§ **EXCERPT TO READ**
>>>>>

Sudanese physician and neurologist

Daoud Mustafa Khalid (داؤود مصطفى خالد, 10 August 1917 – 3 June 2008) was a prominent Sudanese physician and neurologist. He was known as the "founding father of medicine in Sudan.

== Life and career ==

=== Early life and education ===
Daoud Mustafa Khalid was born in Tuti Island, on 10 August 1917. His formal schooling started with Khalwa, in which he spent only two weeks, and Kuttab Tuti or Tuti elementary school in 1924 for one year before he moved to Kuttab Abu Zabad when his father moved to that town. He then moved to Um Rawwaba before they came back again to Tuti.

He had his intermediate schooling in Khartoum in the period 1928-31, and secondary school in Gordon Memorial College (the only secondary school in Sudan at that time) in the period 1932-1935. He joined Khartoum Kitchener School of Medicine in 1936, in which he spent 5 years. His outstanding educational career included Anatomy and Physiology prizes in 1937 and prizes in Medicine, Surgery, and Pathology on graduation with DKSM in 1940.

<<<<<

§ **SUPPLIED DATA**
>>>>>

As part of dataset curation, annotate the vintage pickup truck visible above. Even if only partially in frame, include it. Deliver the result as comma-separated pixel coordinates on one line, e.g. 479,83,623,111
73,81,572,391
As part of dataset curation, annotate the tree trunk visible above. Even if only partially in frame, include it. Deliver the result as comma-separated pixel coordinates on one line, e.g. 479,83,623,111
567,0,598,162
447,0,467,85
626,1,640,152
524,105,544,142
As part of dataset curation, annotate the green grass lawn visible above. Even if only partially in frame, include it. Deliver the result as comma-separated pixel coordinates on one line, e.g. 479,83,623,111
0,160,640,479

<<<<<
>>>>>

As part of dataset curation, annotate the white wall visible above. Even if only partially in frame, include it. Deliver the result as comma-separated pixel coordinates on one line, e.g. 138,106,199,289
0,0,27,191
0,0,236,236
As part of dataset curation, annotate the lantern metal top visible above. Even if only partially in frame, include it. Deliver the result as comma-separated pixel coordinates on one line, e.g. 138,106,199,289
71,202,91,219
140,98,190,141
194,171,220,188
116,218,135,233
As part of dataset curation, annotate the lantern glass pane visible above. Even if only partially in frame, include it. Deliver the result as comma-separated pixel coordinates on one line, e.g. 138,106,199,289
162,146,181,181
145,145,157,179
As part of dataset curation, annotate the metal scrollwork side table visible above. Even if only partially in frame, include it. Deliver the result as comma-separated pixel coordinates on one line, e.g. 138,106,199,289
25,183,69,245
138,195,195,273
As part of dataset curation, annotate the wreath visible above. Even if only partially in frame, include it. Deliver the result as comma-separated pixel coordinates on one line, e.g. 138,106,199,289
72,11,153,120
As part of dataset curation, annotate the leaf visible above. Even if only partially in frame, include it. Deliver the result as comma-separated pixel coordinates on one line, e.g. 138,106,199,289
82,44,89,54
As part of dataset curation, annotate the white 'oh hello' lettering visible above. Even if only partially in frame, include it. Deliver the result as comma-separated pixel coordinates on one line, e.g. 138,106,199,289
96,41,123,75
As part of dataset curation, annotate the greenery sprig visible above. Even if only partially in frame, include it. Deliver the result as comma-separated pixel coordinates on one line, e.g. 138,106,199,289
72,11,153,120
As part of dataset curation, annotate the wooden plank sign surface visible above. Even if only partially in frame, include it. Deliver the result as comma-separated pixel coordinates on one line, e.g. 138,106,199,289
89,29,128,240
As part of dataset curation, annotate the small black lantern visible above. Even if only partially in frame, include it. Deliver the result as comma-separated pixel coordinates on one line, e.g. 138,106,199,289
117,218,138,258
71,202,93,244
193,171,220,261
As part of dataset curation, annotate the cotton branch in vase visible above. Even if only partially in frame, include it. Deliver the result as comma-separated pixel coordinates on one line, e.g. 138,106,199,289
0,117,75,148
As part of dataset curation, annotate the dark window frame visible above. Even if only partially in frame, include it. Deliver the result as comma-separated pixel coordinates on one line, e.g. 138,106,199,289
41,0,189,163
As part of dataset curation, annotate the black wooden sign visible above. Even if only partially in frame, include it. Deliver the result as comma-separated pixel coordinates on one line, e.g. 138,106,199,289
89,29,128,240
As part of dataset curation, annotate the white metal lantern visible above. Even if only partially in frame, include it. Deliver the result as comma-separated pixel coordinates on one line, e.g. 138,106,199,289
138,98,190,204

<<<<<

§ **TASK LIST**
A. From the biography of Daoud Mustafa Khalid above, copy the passage between "Daoud Mustafa Khalid (داؤود" and "again to Tuti.", inclusive.
B. According to the biography of Daoud Mustafa Khalid, in what year did he join Khartoum Kitchener School of Medicine?
C. List every subject in which the biography of Daoud Mustafa Khalid says he won a prize.

§ **SOLUTIONS TO THE TASKS**
A.
Daoud Mustafa Khalid (داؤود مصطفى خالد, 10 August 1917 – 3 June 2008) was a prominent Sudanese physician and neurologist. He was known as the "founding father of medicine in Sudan.

== Life and career ==

=== Early life and education ===
Daoud Mustafa Khalid was born in Tuti Island, on 10 August 1917. His formal schooling started with Khalwa, in which he spent only two weeks, and Kuttab Tuti or Tuti elementary school in 1924 for one year before he moved to Kuttab Abu Zabad when his father moved to that town. He then moved to Um Rawwaba before they came back again to Tuti.

B. 1936

C. Anatomy, Physiology, Medicine, Surgery, Pathology